Saturday, March 24, 2012

Economist's View

Following the advice of Paul Krugman, I have started to frequent an economics blog run by University of Oregon economics professor Mark Thoma, economistsview by name.  Many links are given to current research papers (surprisingly accessible as often as not), as well as to fairly high level discussions of policy and philosophy by respected economists in academia, government, and industry.  Typically these posts lie to the political right of Mr. Thoma's apparent sympathies, but they are highly informative concerning the mindset of academically trained economists, which, in my reading, is in many instances rather divorced from the messy realities of business and politics in which it might should be embedded.

The discussion seems to involve a smallish group of dedicated readers who post regularly, and are not shy about their views, which are often (though not always) left-progressive, but also reflective of training in economics.  As a recent example, a policy paper was linked from the Federal Reserve  Bank of Atlanta, on the question of the health of today's labor market in America, and whether recovery from the 2007 recession had produced (or not) appropriate levels of employment.   From which I select the following quote:
In these charts lies the crux of some very basic disagreements about the appropriate course of policy. The last three graphs draw a clear picture of labor markets that are underperforming by historical standards—a position that I take to be the conventional wisdom. An argument against following that conventional wisdom centers on the question of whether historical standards represent the appropriate yardstick today. In other words, is the correct reference point the level of employment or the pace of improvement in the labor market from a permanently lower level? For the proponents of the latter view, the bubble chart might very well look like a return to normal, despite the fact that employment has not returned to prerecession levels.

RECORDED DATA:

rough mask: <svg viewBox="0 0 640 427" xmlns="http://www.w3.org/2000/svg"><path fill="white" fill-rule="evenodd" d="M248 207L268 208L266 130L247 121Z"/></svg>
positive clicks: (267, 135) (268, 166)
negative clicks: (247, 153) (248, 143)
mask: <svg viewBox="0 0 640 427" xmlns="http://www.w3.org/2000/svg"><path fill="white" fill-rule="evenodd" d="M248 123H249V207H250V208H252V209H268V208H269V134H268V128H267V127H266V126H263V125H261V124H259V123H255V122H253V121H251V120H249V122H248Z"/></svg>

WORK TO COMPLETE:
1) Write out the part of the Economist's View post that runs from "Economist's View" up to and including "should be embedded.".
2) Continue the blog post about the Economist's View site from the point where it stops.

ANSWERS BY ITEM NUMBER:
1)
Economist's View

Following the advice of Paul Krugman, I have started to frequent an economics blog run by University of Oregon economics professor Mark Thoma, economistsview by name.  Many links are given to current research papers (surprisingly accessible as often as not), as well as to fairly high level discussions of policy and philosophy by respected economists in academia, government, and industry.  Typically these posts lie to the political right of Mr. Thoma's apparent sympathies, but they are highly informative concerning the mindset of academically trained economists, which, in my reading, is in many instances rather divorced from the messy realities of business and politics in which it might should be embedded.

2)
To me, this illustrates a sort of passivity in the face of the facts, which I find inexplicable.  I append my response, which the interested reader can look up under Mr. Thoma's original post.

The sense I get from this post is that, according to economic wisdom, we might be adjusting to a new equilibrium, which includes a shrunken labor market; and since that's what's been determined by the immutable laws of economics, we should all just face the unpleasant facts, and live with them, and stop boo-hooing.
To me, this is akin to saying, that if an individual becomes ill, it reflects the workings of the inviolable laws of biology, and we should let nature take its course without complaint.
Then my response is: Gott in Himmel! what ever happened to the practice of Medicine? To the idea that poor conditions of human existence might be ameliorated? That the human and social factors influencing the health of an individual, or an economy, are not eternally fixed, and have arguably deteriorated in measureable ways over the last thirty years? That maybe it's time for activist policy aimed at making things better?!
Part of my argument for changing conditions is that forty years ago, the Republican party under Richard Nixon was populated by crooks but not by utter dolts; but we have now entered the era of dolts ascendant. The plain fact now is that we have a major party that has cut loose its moorings to reality. Sure, lot's of other things have changed, but I offer that as a simple example.